PASSAGE FOR REVIEW: Begin
Colon Cancer and What Women Should Know About!
Colon cancer, or colorectal cancer, according to the information from the World Health Organization (WHO), affects between 10 – 15% of the world’s population. In terms of common incidence, it takes the place below lung cancer.
Colon cancer affects a large number of people over the age of 50. 10% of these cases, however, can appear in people who are much younger.
In fact, there are cases where people at the age of 20 have been affected by colon cancer.
This type of cancer, until recently, was more common in men. But few years ago doctors began to warn of an increasing number of women affected by colon cancer.
Even though we don’t know what can causes this disease, certain factors like smoking, or our lifestyle can lead to a greater incidence of this disease. Dozens of young people with healthy lifestyles have also been affected.
What is colon cancer?
Colon cancer originates or “finds its place” in the colon or rectum. Almost always starts on the same manner: an abnormal and unpleasant growth in the lining of the colon, shaped like small polyps.
Patients could live with these small polyps for couple of years without actually experiencing too many symptoms. After some time, however, one runs the risk of mutating into cancer cells. The primary symptom for this is blood in the feces.
There are actually two types of polyps that most commonly appear:
• Adenomatous polyps (end up mutating into cancer)
• Hyperplastic and Inflammatory polyps: these are actually the most common, and generally they don’t mutate into cancer cells.
Symptoms of colon cancer if you are a woman
Men and women experience the same symptoms of colon cancer. The only difference is that women might not pay attention to these symptoms, perhaps confusing them with other things caused by these situations:
• Periods of constipation and diarrhea: keep in mind that this type of condition is more common in women, and women therefore take longer to see the doctor about it.
• Fatigue, low energy: also a very characteristic symptom in women.
• Abdominal swelling, feeling of heaviness, slow digestion…
We can recognize colon cancer by a sudden or frequent appearance of blood in the feces. If you notice that your feces is “not normal” or very thin, this is also characteristic and you should visit your doctor.
PASSAGE FOR REVIEW: End
INFORMATION SUPPLIED: Begin
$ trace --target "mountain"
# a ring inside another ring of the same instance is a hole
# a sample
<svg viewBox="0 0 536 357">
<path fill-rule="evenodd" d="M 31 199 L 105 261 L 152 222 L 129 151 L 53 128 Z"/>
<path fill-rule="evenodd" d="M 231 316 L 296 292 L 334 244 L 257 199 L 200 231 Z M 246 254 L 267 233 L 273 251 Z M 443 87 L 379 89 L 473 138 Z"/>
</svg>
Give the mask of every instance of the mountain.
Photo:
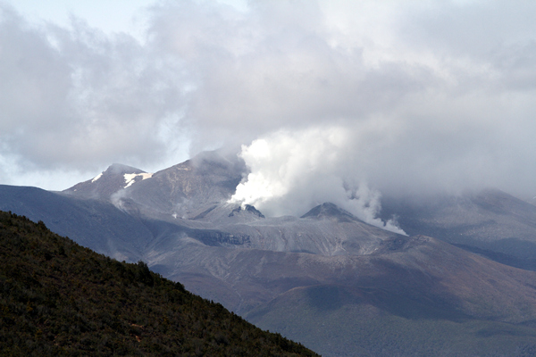
<svg viewBox="0 0 536 357">
<path fill-rule="evenodd" d="M 0 212 L 0 355 L 316 355 L 42 221 Z"/>
<path fill-rule="evenodd" d="M 536 270 L 536 206 L 497 189 L 425 198 L 384 198 L 408 234 L 423 234 L 504 264 Z"/>
<path fill-rule="evenodd" d="M 153 237 L 139 219 L 110 202 L 37 187 L 0 185 L 0 210 L 42 220 L 54 232 L 121 261 L 141 259 Z"/>
<path fill-rule="evenodd" d="M 383 197 L 381 217 L 398 217 L 406 237 L 331 203 L 301 217 L 230 203 L 247 170 L 217 152 L 140 174 L 111 168 L 61 193 L 0 187 L 0 209 L 29 213 L 99 253 L 142 259 L 323 355 L 536 351 L 536 272 L 513 267 L 530 268 L 520 247 L 536 237 L 534 206 L 506 193 Z"/>
<path fill-rule="evenodd" d="M 63 192 L 85 198 L 109 199 L 121 188 L 149 178 L 152 175 L 139 169 L 114 163 L 94 178 L 76 184 Z"/>
</svg>

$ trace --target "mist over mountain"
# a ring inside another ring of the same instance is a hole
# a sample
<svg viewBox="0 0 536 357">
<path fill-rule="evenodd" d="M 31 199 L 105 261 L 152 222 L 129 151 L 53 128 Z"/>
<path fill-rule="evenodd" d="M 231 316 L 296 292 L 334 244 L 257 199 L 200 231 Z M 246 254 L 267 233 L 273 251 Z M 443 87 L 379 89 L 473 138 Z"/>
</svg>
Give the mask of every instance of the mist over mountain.
<svg viewBox="0 0 536 357">
<path fill-rule="evenodd" d="M 423 200 L 347 185 L 342 201 L 288 201 L 306 209 L 277 215 L 259 208 L 278 202 L 266 191 L 253 192 L 259 205 L 239 193 L 254 173 L 218 151 L 154 173 L 113 164 L 63 192 L 0 186 L 0 210 L 141 259 L 322 355 L 535 350 L 533 205 L 491 189 Z"/>
</svg>

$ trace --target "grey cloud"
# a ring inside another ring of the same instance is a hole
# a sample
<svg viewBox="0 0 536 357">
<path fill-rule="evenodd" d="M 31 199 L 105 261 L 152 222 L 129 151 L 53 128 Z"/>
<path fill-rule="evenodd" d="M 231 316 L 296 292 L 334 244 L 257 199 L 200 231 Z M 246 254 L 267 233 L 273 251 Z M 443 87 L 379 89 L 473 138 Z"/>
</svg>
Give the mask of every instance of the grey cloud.
<svg viewBox="0 0 536 357">
<path fill-rule="evenodd" d="M 523 1 L 161 2 L 141 44 L 80 21 L 30 27 L 4 9 L 0 71 L 16 86 L 0 84 L 3 153 L 50 170 L 147 170 L 184 143 L 244 154 L 263 139 L 311 160 L 322 139 L 307 133 L 339 130 L 345 145 L 326 146 L 334 159 L 315 162 L 331 165 L 319 179 L 321 167 L 297 180 L 269 174 L 292 166 L 285 155 L 255 170 L 295 187 L 281 200 L 304 206 L 348 198 L 350 181 L 384 194 L 531 195 L 535 15 Z"/>
</svg>

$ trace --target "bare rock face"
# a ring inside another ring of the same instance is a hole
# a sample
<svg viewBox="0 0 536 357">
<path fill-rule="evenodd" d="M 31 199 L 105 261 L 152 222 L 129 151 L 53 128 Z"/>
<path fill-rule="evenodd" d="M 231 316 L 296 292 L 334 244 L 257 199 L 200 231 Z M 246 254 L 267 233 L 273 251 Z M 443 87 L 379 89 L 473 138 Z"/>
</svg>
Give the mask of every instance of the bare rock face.
<svg viewBox="0 0 536 357">
<path fill-rule="evenodd" d="M 0 186 L 0 209 L 141 259 L 323 355 L 521 356 L 536 346 L 536 272 L 498 262 L 536 270 L 536 207 L 496 190 L 384 197 L 384 218 L 398 216 L 406 237 L 330 203 L 301 217 L 230 203 L 247 173 L 216 152 L 154 174 L 114 164 L 63 193 Z"/>
<path fill-rule="evenodd" d="M 118 191 L 150 177 L 151 174 L 139 169 L 114 163 L 94 178 L 76 184 L 63 193 L 84 198 L 109 200 Z"/>
<path fill-rule="evenodd" d="M 496 262 L 536 270 L 536 206 L 505 192 L 384 198 L 408 234 L 424 234 Z"/>
</svg>

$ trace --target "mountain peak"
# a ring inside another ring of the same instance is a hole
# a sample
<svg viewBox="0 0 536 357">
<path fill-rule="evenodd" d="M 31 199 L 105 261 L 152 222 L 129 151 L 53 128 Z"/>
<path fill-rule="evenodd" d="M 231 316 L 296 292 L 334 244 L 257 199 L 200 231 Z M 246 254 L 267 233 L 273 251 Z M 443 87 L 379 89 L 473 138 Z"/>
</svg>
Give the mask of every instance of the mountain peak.
<svg viewBox="0 0 536 357">
<path fill-rule="evenodd" d="M 88 198 L 107 199 L 117 191 L 152 175 L 131 166 L 113 163 L 92 179 L 76 184 L 63 192 Z"/>
<path fill-rule="evenodd" d="M 301 218 L 310 218 L 314 220 L 336 219 L 340 222 L 359 220 L 349 212 L 329 202 L 312 208 L 308 212 L 301 216 Z"/>
</svg>

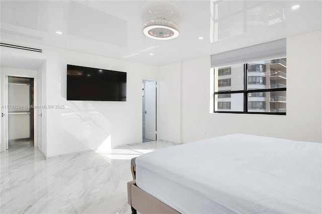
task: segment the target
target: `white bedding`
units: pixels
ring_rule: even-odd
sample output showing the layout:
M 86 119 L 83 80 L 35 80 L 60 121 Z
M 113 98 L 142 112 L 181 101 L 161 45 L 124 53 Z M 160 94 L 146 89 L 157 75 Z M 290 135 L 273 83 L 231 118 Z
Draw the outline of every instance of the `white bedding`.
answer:
M 184 213 L 322 213 L 322 144 L 234 134 L 137 158 L 136 184 Z

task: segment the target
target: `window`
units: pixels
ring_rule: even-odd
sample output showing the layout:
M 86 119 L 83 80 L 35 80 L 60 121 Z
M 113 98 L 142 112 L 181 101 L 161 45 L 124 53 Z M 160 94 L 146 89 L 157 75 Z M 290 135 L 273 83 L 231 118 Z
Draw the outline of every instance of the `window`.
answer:
M 285 115 L 286 67 L 282 58 L 214 68 L 214 112 Z
M 224 87 L 230 86 L 230 79 L 223 79 L 218 80 L 218 87 Z
M 224 76 L 225 75 L 230 75 L 230 68 L 221 68 L 218 71 L 218 76 Z
M 230 109 L 230 102 L 218 102 L 218 109 Z

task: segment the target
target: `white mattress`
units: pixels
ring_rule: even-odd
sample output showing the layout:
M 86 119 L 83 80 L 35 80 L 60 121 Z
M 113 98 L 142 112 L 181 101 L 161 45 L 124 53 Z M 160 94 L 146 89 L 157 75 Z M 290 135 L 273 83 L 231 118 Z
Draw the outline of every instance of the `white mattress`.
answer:
M 322 213 L 322 144 L 243 134 L 137 158 L 136 184 L 184 213 Z

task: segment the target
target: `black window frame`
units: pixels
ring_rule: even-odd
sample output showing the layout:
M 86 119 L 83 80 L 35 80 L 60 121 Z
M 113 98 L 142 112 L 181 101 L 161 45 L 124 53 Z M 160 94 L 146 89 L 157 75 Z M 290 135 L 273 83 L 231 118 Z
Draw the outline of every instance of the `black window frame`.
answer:
M 248 89 L 248 63 L 244 64 L 244 90 L 232 90 L 230 91 L 217 91 L 214 92 L 213 94 L 213 113 L 228 113 L 228 114 L 252 114 L 252 115 L 286 115 L 286 112 L 249 112 L 248 111 L 248 93 L 258 92 L 271 92 L 271 91 L 286 91 L 286 87 L 278 88 L 266 88 L 266 89 Z M 213 68 L 214 69 L 215 68 Z M 215 79 L 214 76 L 214 83 L 216 84 L 216 82 L 218 83 L 218 79 Z M 231 84 L 230 81 L 230 85 Z M 219 87 L 219 85 L 218 85 Z M 225 94 L 227 93 L 243 93 L 244 94 L 244 111 L 243 112 L 234 112 L 229 111 L 215 111 L 215 96 L 216 94 Z M 231 108 L 231 105 L 230 105 Z

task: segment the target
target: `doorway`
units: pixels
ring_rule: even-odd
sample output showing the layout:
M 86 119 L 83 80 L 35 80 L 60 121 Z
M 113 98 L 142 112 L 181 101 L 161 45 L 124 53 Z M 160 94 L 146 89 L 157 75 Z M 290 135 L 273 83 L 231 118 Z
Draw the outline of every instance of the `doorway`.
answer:
M 142 82 L 142 142 L 156 140 L 156 81 L 143 79 Z
M 34 78 L 8 78 L 8 148 L 34 146 Z

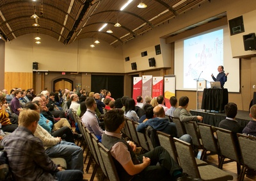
INFORMATION SUPPLIED: End
_ASSIGNMENT 1_.
Answer these questions using the colon cancer article:
(a) According to the World Health Organization, what share of the world's population does colon cancer affect?
(b) Which type of polyp ends up mutating into cancer?
(c) Which symptom does the article call very characteristic in women?
_ASSIGNMENT 2_. Carry on the colon cancer article, picking up right after its last sentence.

_RESPONSE BOX 1_.
(a) Between 10 and 15%.
(b) Adenomatous polyps.
(c) Fatigue, or low energy.

_RESPONSE BOX 2_.
Keep in mind that blood in the feces isn’t always noticeable with the naked eye. You could also be suffering from anemia. What you first may associate with other causes, could actually be a more severe, disguised disease.
We should also point out that a lot of these symptoms could also be related to other causes, like dietary allergies, colitis, ulcers, gallbladder problems.
Our advice is to go to the doctor to rule out any doubts.
The key is in early detection
Colon cancer affects all people in the same way. That’s why hospitals and medical institutions have made or established protocols for early detection. 90% of patients can be cured if there is an early detection.
So, just like going on regular gynecological check-up, it’s also a good idea to make a simple colorectal test in the following situations:
• If you are over the age of 50.
• As soon as you notice persistent abdominal pain and blood in your feces.
• If you have a family history of colon cancer.
The tests are a simple exploration to detect blood in the feces, along with unpleasant colonoscopy. This last check is slightly “uncomfortable,” but it is absolutely vital.
Before becoming a malignant tumor, first the polyp develops. In its first stages, this lesion is always benign. If we don’t eliminate, it will end up becoming malign.
So with enough preventive exams, we can drastically reduce colon cancer levels with techniques and follow-ups.